Texte fourni:

___

Claudio Magris, « Le beau Danube ou le bel Inn bleu ? »,  in Danube, Gallimard, Paris, 1988

Confluence de l’Ilz (40 km) avec le Danube à Passau (rive droite). La fougueuse Inn et la sombre Iltz semblent regretter de mélanger leurs eaux à celles du fleuve, photo © Danube-culture, droits réservés

« Aimer, pour un fleuve, cela consiste précisément à se jeter dans les « bras d’un autre fleuve ». Les confluents sont des lieux de conjonctions amoureuses et les « eaux mêlées » le symbole de l’union absolue. Le fleuve, en effet, possède le privilège de pouvoir s’unir si complètement à sa partenaire aquatique qu’il est ensuite impossible de distinguer les deux conjoints. C’est une aventure de cet ordre qu’Ovide nous décrit dans la belle histoire de la fontaine Aréthuse. »
Jacques Lacarièrre , Au coeur des Mythologies, 

   Un fleuve, une rivière, un cours d’eau renaît de chacune de ses confluences, même de la plus insignifiante d’entre elles en apparence. La preuve en est que sur le Haut-Danube allemand ce sont les confluences successives de petits ruisseaux et rivières comme l’Elta (15, 8 km, rive gauche), le Wulfbach (2, 5 km, rive gauche), la Bära (26, 3 km, rive gauche), le modeste Schmidtenbrunnenbach (rive gauche), le Belzbach (rive droite), la Schmiecha ou Schmeie (41, 4 km, rive gauche), le Lauchert (60, 3 km, rive gauche), l’Ablach (41, 3 km, rive droite), l’Ostrach (33, 1 km, rive gauche), le Biberach (le ruisseau des castors, rive gauche), la Schwarzach (22, 1 km, rive gauche), le Kanzach (25, 8 km, droite), la Zwiefalter Aach (8, 9 km, rive gauche), le Hasentalbach (le ruisseau de la vallée des lièvres, rive droite), le Braunsel (1 km, rive gauche), un des plus courts affluents directs du Danube dont 32 sources sont l’origine (!), le Marchbach (rive droite), le Lauter (42, 3 km, rive gauche), le Hühlbach (rive droite), l’Algershofer Bach (rive gauche), le Stehenbach (7, 7 km, rive droite), la Schmiech (25 km, rive gauche à ne pas confondre avec la Schmiecha), le Mühlbach (rive gauche), la Riess (rive droite, 49 km), le Donauriederbach (rive gauche), la Westernach (6, 6 km, rive droite), la Rot (55, 5 km, rive droite), l’Erlbach (8, 8 km, rive gauche), le Kreutwiesenbach (rive droite), la Weihung (29, 9 km, rive droite), le Rötelbach (rive gauche), qui, avec quelques autres affluents encore plus discrets, « ressuscitent » miraculeusement en amont d’Ulm (Bade-Wurtemberg) et du confluent avec l’Iller5 (147 km, rive droite), un Danube parfois bien mal en point après les pertes dans le sous-sol karstique du plateau du Baar (Jura souabe) entre Immendingen et Möhringen, pertes qui profitent entretemps à son « rival » le Rhin6 et à son bassin voisin.
   C’est aussi de la confluence sur la commune de Donaueschingen de deux petites rivières de la Forêt-Noire, la Breg et la Brigach qu’est issu le Danube.

___

Données fournies:
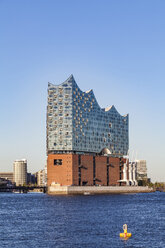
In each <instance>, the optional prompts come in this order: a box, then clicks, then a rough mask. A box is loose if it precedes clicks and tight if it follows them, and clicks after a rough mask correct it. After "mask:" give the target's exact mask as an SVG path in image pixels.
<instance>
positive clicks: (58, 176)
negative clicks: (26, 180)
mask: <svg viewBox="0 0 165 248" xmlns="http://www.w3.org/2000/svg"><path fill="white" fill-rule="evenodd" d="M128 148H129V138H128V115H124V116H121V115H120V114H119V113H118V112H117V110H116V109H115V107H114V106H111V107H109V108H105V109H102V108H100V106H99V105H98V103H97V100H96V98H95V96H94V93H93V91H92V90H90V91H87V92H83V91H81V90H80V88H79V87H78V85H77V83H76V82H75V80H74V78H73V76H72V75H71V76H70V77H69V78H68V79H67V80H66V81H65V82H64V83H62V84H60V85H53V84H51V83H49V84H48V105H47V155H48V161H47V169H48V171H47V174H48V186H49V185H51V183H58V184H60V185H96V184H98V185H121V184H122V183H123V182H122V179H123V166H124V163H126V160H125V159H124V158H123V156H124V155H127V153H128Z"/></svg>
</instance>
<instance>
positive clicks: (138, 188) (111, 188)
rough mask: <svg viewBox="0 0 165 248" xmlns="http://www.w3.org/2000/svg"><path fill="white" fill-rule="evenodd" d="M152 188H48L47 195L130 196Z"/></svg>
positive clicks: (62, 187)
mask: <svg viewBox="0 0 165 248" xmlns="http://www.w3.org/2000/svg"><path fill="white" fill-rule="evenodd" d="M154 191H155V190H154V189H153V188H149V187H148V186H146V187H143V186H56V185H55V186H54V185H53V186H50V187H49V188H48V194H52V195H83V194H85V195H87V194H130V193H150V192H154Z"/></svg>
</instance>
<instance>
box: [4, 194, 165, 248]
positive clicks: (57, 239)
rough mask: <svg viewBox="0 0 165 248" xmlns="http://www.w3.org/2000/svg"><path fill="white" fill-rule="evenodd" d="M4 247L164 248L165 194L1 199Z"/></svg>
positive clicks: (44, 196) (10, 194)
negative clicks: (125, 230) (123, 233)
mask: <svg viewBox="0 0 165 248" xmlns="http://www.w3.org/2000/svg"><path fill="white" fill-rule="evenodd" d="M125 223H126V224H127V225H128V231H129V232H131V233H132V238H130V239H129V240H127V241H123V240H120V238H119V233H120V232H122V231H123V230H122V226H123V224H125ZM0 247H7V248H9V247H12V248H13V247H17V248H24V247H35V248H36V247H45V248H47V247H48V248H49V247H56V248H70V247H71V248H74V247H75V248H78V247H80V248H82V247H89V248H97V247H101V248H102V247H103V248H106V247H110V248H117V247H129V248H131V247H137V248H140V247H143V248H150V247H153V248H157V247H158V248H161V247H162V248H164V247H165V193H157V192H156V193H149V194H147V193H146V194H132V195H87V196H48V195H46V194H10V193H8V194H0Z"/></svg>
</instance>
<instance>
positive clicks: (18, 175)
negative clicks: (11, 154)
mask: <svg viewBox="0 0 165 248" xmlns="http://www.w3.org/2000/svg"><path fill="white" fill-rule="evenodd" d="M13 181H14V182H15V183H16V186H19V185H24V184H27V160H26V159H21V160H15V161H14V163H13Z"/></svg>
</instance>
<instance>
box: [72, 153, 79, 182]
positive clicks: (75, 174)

___

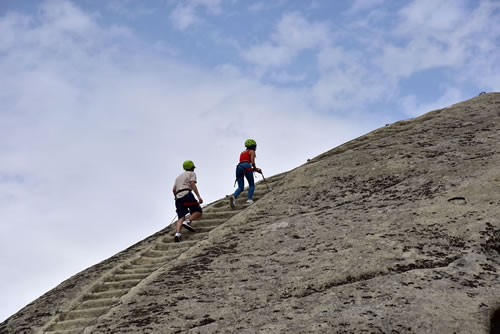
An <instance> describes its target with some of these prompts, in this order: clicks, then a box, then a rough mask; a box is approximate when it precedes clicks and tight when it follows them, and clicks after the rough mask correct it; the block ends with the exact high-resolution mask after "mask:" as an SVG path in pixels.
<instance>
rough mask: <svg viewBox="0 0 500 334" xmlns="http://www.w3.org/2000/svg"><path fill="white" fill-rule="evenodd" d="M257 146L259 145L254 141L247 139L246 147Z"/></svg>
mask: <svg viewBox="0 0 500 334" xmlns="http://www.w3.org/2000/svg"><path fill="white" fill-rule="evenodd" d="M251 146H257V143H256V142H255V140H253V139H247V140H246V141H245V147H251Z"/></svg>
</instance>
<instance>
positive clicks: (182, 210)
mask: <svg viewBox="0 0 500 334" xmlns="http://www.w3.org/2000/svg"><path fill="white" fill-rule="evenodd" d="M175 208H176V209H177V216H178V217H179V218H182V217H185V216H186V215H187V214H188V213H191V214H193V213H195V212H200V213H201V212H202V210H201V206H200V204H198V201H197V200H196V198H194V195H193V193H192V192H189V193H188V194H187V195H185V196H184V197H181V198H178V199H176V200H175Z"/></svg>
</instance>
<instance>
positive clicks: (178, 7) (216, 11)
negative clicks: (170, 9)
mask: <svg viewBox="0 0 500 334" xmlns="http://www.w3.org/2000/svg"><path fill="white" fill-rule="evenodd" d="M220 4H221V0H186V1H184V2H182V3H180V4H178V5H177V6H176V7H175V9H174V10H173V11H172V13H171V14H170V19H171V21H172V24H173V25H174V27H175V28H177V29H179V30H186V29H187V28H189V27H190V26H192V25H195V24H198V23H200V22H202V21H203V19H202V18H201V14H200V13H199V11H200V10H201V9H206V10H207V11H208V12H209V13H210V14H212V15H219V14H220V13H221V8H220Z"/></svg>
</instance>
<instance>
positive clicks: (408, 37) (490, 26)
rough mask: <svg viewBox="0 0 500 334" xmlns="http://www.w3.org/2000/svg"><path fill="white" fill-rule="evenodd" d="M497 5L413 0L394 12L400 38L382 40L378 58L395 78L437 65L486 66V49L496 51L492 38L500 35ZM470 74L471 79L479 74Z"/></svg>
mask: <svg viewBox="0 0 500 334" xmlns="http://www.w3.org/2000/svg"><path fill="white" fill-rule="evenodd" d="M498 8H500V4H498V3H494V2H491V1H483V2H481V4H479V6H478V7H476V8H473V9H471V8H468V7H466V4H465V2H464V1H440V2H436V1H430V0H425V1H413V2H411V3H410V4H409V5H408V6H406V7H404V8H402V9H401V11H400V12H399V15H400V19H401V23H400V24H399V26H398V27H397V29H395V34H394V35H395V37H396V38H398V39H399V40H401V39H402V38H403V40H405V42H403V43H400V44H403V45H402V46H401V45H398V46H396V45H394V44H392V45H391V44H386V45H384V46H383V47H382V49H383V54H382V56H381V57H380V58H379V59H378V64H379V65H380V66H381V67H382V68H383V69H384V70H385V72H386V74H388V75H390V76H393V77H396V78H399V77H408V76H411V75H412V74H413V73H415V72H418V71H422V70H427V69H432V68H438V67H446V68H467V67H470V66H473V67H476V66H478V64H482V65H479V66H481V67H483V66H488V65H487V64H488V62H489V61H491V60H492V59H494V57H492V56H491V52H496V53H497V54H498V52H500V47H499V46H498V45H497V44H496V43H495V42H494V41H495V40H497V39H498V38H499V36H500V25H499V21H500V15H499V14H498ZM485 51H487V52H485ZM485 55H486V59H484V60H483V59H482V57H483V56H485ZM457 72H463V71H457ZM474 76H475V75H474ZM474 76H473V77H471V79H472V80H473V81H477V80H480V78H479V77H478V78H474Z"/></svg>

___

Tâches demandées:
**1.** Dans les enregistrements, réécrivez les lignes allant de celle qui contient « In each <instance>, the » jusqu'à celle qui contient « negative clicks: (26, 180) », bornes incluses, en substituant « loose » par « approximate » sans modifier quoi que ce soit d'autre.
**2.** Reprenez le texte sur les confluences du Danube après sa dernière phrase et poursuivez-le.

Réponses par tâche:
**1.**
In each <instance>, the optional prompts come in this order: a box, then clicks, then a rough mask. A box is approximate if it precedes clicks and tight if it follows them, and clicks after a rough mask correct it. After "mask:" give the target's exact mask as an SVG path in image pixels.
<instance>
positive clicks: (58, 176)
negative clicks: (26, 180)

**2.**
   « En général, le flux d’eau qui provient d’une confluence garde le même nom que le courant d’eau qui, en amont de la confluence elle-même, a un plus grand débit. Il existe toutefois un certain nombre d’exceptions, par exemple lorsque le cours d’eau qui coule en aval de la confluence prend un nouveau nom tel le fleuve Amazone, qui nait de la confluence de la rivière Ucayali avec le rio Marañón. Il arrive aussi que le cours d’eau d’un débit inférieur garde son nom en aval de la confluence comme dans le cas de la Seine qui, en appliquant la règle de la plus grande étendue, devrait prendre le nom d’Yonne dans la section suivant la confluence avec cette dernière.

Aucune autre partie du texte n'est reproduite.